--- Data to use ---
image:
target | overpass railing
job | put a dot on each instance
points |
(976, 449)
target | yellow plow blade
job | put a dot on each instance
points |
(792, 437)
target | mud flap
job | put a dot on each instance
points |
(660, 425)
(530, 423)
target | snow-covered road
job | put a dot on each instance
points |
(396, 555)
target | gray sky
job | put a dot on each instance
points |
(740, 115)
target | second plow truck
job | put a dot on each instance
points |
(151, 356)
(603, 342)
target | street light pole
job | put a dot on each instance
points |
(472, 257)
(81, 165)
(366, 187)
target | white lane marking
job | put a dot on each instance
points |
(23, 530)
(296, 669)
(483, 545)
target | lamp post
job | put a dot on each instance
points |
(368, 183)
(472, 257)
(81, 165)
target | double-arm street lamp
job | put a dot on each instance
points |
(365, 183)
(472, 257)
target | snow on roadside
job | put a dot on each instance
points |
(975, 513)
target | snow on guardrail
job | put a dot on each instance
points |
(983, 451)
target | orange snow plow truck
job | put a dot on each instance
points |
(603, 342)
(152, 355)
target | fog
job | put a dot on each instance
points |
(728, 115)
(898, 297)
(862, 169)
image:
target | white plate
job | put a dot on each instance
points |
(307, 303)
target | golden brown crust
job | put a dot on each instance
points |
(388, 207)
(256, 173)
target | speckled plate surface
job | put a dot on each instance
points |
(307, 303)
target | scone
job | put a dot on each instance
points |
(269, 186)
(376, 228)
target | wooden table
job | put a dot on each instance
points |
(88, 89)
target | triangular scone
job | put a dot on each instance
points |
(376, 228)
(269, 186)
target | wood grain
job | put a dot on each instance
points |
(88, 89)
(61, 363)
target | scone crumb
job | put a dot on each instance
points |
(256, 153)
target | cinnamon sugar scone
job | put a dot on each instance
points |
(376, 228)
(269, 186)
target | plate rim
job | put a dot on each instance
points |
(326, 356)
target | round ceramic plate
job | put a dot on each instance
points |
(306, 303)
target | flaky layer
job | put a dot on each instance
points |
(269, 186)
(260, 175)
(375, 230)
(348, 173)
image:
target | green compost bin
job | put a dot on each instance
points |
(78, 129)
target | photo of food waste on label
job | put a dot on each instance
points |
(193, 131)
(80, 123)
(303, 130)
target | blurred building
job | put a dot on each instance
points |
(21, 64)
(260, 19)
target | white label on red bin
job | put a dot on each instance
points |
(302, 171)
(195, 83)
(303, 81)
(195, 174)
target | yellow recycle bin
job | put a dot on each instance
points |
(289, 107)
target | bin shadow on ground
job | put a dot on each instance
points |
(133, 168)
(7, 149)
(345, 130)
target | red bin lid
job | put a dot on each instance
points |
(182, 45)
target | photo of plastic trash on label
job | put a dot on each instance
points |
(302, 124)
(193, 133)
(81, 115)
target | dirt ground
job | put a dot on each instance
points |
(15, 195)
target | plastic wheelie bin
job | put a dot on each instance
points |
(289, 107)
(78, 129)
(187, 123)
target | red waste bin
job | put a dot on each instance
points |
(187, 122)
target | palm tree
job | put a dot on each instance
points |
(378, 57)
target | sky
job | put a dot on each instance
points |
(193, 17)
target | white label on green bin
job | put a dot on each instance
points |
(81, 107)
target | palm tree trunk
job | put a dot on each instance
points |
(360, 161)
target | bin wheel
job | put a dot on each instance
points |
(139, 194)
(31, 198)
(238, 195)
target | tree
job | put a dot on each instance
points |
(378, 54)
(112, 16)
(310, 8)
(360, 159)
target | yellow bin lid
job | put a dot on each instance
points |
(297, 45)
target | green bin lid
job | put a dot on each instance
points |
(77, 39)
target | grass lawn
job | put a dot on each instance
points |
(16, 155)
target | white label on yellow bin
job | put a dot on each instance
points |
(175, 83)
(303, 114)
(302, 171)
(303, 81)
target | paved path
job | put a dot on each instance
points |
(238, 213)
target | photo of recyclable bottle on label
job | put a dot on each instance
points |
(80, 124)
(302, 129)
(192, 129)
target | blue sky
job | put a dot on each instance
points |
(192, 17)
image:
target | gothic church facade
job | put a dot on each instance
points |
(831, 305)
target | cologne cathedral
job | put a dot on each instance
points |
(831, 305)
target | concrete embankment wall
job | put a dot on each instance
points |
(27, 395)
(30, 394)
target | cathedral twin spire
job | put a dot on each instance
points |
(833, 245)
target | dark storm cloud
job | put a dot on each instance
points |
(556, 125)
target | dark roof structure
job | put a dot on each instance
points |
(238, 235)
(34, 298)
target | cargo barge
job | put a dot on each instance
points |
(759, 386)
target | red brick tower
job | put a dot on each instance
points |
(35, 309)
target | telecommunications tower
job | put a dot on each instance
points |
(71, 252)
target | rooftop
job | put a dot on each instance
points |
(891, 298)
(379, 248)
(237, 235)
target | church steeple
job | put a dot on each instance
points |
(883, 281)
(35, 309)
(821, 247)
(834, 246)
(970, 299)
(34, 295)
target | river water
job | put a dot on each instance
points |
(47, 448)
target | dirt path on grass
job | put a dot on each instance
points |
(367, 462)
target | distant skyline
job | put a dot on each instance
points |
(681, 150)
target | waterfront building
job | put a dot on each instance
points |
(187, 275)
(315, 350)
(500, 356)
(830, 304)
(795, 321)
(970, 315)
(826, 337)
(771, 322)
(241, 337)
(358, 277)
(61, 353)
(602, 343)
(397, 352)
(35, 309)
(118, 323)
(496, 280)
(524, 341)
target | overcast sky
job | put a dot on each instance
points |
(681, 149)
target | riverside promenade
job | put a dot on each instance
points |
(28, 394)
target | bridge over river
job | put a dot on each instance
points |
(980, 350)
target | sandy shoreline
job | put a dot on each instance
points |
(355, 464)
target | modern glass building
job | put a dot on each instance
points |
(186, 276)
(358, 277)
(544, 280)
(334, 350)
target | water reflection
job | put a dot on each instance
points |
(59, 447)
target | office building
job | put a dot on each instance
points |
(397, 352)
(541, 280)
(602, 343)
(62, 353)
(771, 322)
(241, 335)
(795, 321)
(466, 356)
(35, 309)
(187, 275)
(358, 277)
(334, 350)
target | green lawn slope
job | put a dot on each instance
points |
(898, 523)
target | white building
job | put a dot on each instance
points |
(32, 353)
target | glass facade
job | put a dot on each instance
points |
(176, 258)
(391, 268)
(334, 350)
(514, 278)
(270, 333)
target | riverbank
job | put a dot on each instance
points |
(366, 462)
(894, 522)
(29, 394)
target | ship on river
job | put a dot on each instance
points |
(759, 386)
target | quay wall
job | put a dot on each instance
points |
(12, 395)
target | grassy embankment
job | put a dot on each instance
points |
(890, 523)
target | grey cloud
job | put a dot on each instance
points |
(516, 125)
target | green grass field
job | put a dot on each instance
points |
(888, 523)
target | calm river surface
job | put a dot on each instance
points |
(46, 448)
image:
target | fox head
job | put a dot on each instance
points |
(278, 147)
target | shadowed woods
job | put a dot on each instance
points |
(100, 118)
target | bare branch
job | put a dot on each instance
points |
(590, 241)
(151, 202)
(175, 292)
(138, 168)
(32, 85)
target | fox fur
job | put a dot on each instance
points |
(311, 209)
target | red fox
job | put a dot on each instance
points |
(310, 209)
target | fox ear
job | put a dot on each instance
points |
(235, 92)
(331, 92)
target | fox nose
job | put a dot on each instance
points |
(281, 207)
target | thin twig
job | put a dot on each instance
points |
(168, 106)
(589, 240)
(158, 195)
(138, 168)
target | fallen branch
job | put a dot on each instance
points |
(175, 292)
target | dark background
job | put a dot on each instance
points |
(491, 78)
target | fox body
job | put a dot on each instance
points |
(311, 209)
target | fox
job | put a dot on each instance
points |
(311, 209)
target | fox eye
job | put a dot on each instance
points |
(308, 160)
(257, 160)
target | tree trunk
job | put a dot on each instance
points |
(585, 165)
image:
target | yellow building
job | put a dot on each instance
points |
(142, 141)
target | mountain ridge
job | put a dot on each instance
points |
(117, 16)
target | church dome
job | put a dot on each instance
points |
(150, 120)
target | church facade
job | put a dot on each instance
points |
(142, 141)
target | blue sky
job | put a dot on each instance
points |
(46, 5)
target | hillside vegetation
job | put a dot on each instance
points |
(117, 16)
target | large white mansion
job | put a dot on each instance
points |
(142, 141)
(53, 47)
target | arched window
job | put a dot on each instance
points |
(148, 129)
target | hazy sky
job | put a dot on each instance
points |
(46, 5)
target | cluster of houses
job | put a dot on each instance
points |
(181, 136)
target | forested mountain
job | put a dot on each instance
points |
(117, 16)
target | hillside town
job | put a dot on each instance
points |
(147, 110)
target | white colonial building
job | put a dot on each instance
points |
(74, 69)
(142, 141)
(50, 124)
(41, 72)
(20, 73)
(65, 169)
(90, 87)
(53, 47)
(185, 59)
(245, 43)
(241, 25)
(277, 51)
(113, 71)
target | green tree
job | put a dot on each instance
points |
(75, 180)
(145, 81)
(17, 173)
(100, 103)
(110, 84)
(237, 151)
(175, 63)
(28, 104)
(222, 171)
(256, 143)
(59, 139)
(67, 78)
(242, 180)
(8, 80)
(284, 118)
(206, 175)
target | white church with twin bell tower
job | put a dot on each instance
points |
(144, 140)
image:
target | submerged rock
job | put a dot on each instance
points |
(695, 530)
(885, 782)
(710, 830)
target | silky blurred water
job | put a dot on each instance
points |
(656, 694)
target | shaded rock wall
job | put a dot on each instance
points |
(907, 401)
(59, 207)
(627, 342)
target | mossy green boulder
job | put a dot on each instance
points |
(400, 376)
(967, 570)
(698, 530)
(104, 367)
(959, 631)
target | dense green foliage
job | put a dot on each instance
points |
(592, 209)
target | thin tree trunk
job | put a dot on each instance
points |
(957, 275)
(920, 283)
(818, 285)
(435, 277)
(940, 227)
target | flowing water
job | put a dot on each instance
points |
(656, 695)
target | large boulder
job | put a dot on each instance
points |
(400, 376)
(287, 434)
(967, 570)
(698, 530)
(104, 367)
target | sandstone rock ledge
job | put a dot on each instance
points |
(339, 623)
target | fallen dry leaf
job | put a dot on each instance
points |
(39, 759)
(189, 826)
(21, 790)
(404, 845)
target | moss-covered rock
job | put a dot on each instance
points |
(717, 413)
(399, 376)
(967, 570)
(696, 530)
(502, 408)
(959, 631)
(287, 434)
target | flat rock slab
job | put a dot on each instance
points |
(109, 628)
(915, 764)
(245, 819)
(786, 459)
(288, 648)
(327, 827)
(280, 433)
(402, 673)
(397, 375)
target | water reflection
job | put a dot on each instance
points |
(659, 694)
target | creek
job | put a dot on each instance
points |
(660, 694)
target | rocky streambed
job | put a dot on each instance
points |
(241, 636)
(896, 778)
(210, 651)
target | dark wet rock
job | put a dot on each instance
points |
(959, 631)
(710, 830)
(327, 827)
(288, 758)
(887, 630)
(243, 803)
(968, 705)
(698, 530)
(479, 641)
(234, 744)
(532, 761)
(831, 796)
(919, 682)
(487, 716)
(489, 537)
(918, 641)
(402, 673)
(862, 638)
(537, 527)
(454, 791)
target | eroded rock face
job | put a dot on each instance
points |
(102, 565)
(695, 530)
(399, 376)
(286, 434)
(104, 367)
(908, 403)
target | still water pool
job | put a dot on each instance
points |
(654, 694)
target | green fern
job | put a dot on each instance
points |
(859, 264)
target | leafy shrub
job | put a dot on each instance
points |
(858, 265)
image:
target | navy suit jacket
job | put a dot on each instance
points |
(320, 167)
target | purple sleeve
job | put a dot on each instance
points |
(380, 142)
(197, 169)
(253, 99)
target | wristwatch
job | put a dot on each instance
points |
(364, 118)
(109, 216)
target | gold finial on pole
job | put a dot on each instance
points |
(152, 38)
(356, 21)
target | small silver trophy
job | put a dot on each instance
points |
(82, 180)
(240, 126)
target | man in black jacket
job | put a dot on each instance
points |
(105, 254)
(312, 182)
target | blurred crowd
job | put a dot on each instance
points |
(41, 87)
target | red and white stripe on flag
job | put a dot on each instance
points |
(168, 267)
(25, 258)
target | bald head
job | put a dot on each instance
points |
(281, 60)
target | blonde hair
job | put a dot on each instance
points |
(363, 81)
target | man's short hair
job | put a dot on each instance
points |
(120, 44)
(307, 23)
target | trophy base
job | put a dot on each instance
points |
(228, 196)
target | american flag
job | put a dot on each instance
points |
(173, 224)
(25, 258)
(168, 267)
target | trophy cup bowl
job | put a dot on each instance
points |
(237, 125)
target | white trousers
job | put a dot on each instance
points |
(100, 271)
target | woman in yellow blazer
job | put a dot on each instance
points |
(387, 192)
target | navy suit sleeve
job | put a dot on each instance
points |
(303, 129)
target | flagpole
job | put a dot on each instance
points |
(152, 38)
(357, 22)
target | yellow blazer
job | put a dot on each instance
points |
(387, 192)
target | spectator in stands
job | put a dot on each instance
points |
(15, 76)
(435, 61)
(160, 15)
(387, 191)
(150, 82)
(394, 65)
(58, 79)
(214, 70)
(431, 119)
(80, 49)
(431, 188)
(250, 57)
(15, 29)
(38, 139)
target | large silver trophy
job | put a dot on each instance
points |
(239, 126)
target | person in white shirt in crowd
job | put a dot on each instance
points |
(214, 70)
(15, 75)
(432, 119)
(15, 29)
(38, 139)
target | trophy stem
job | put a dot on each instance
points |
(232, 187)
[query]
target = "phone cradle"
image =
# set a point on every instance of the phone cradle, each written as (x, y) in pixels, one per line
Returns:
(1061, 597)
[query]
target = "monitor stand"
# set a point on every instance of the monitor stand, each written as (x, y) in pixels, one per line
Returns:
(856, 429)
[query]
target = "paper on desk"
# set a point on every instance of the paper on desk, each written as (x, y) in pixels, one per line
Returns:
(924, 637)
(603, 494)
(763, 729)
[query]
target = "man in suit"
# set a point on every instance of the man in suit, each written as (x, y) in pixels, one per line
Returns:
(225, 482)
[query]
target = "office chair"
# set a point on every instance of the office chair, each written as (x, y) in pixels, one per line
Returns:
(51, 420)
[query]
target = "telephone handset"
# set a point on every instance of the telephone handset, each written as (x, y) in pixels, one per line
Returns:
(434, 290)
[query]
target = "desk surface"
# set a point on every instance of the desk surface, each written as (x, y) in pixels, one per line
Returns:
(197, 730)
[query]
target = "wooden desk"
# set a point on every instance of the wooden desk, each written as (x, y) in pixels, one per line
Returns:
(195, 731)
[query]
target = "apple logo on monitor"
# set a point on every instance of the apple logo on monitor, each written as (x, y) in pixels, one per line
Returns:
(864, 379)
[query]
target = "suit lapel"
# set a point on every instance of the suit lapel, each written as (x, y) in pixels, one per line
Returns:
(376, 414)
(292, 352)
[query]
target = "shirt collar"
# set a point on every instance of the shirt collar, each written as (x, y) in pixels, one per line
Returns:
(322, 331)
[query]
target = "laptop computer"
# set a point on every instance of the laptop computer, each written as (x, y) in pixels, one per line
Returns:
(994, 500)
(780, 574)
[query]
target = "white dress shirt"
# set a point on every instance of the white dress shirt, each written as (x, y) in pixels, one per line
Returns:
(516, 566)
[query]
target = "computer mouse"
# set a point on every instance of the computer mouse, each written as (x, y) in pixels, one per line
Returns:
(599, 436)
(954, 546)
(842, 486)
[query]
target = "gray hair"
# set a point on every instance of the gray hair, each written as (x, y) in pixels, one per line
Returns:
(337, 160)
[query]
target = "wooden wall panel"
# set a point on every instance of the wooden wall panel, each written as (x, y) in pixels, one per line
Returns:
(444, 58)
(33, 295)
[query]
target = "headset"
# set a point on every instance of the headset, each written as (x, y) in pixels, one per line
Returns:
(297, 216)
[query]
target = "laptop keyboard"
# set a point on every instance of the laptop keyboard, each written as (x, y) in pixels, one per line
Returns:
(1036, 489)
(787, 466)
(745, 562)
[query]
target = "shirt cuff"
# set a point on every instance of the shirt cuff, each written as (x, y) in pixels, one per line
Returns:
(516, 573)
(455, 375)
---
#### [Requirements]
Count the lines in the records above that contain the string "suit". Output only the number.

#### [Full response]
6